* Start *

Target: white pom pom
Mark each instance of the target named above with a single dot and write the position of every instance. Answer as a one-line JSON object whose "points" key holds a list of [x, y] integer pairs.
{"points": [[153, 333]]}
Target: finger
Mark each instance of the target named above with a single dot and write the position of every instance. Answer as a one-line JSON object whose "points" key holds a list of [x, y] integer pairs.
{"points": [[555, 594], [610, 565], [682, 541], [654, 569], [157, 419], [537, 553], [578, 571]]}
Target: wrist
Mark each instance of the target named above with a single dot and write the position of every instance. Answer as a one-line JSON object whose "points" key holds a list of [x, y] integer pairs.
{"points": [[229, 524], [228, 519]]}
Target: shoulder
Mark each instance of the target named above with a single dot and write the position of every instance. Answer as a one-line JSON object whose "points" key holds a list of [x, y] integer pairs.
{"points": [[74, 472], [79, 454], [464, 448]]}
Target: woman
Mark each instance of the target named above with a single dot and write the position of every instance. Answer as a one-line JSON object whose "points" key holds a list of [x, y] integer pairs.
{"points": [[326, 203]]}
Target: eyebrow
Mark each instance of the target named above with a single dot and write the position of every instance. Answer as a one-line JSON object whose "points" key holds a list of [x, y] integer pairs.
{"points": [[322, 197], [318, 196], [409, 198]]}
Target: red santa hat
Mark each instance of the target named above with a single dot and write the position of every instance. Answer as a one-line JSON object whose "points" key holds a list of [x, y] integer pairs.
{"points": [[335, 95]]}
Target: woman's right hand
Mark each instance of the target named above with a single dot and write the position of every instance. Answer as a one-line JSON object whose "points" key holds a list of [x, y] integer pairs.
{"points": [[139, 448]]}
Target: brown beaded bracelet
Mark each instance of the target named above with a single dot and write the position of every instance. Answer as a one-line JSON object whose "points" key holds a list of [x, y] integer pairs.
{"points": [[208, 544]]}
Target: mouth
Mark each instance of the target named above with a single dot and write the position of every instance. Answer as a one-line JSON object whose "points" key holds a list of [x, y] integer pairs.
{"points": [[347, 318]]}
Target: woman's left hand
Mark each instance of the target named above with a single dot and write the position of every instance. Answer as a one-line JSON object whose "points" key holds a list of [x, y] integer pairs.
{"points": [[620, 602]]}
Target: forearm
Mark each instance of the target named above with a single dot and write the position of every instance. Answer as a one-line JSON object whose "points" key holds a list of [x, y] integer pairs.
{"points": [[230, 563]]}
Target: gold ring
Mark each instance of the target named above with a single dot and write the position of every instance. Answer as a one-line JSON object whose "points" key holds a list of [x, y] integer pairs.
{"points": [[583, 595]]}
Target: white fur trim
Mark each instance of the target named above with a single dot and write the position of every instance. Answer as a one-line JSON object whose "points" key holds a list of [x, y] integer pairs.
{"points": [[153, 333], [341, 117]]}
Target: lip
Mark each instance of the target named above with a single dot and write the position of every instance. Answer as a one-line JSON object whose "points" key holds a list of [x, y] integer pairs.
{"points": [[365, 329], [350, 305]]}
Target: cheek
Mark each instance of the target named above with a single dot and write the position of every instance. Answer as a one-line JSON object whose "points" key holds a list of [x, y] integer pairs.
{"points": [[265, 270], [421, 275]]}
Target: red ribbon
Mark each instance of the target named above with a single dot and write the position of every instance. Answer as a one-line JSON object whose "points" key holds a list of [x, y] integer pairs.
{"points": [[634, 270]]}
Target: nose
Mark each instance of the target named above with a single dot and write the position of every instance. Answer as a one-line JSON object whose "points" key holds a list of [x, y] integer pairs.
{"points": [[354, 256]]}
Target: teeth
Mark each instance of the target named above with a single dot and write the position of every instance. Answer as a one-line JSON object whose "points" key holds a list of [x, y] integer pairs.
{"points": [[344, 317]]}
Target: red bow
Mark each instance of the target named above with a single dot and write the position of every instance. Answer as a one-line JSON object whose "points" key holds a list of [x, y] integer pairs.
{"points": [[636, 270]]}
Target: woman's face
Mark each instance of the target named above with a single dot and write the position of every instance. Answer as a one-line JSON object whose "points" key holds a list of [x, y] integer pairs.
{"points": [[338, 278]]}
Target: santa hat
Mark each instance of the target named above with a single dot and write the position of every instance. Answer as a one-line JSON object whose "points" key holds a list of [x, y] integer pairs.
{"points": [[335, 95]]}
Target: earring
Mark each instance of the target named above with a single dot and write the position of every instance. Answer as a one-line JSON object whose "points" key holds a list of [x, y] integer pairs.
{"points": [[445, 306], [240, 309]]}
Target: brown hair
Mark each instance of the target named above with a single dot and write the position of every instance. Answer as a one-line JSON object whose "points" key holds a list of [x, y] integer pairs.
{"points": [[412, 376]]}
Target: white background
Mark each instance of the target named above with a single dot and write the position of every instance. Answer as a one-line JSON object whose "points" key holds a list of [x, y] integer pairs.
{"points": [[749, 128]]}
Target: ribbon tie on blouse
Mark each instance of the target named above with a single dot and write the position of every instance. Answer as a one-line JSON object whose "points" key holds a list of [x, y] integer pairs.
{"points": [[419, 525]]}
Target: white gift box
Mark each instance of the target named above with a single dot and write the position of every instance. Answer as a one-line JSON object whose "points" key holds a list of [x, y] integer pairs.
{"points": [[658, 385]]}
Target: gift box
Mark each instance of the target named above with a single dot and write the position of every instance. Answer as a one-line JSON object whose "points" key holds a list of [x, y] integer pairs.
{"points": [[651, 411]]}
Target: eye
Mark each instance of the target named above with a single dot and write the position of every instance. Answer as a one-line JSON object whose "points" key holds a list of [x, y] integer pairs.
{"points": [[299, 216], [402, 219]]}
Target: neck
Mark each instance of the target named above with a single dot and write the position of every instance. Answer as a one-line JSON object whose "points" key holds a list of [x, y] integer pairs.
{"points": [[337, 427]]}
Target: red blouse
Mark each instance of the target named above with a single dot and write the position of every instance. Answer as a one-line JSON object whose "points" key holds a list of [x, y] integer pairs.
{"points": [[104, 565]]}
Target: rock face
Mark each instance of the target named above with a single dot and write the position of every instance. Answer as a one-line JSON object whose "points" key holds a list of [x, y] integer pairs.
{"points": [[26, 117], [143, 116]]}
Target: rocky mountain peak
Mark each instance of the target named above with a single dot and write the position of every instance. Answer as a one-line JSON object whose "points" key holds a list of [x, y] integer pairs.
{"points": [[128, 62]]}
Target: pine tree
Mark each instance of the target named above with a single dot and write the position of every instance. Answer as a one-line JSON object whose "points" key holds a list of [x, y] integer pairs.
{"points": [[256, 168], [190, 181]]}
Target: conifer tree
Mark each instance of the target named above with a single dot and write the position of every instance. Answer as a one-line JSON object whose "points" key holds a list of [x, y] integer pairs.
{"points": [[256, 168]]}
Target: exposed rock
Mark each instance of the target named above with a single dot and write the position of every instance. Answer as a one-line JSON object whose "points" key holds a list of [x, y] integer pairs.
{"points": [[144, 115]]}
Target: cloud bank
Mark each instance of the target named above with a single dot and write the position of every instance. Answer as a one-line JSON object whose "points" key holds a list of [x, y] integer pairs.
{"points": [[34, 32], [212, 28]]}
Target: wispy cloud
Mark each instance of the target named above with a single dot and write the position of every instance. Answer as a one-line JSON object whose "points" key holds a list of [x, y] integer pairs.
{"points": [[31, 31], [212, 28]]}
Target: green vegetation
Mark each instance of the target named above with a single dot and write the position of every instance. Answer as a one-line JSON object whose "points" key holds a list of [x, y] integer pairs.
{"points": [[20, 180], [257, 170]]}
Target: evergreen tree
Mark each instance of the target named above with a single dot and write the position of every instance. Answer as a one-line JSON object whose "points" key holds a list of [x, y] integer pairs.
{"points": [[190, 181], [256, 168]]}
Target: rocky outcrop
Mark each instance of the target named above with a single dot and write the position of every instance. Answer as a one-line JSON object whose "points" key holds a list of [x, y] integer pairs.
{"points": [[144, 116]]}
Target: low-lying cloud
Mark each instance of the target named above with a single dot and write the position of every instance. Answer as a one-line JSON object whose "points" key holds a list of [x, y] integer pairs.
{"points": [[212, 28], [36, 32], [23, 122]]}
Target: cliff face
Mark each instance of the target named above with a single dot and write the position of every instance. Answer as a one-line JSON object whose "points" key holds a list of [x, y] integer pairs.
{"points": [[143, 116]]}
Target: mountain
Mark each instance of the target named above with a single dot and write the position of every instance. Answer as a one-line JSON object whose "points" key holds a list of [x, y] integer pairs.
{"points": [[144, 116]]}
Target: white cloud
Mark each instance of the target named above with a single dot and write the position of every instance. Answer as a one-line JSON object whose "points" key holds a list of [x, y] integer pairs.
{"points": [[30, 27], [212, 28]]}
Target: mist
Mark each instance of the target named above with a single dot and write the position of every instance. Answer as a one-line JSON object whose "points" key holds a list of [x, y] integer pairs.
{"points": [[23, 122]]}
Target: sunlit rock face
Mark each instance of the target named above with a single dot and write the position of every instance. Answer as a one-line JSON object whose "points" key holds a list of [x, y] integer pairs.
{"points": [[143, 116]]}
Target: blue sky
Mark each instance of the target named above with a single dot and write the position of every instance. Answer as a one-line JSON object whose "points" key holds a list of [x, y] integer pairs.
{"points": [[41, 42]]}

* End *

**Exercise prompt**
Write out only the final block of lines, starting at the line with "Target: mist" and running to the end of the material.

**Correct result**
Target: mist
Mark each instance of the target named above with a single dot and write the position of every instance. Answer as a one-line JSON object whose "points" key holds a list of [x, y] integer pairs.
{"points": [[23, 122]]}
Target: sunlit rock face
Mark each instance of the target named above with a single dot and write the position of every instance. Answer as a one-line JSON object whose "points" key holds a list of [x, y] integer pairs.
{"points": [[143, 116]]}
Target: blue sky
Mark each instance of the target named above with a single dot and write the position of every instance. Answer as a one-line JSON object whose "points" key holds a list of [x, y] integer pairs.
{"points": [[41, 42]]}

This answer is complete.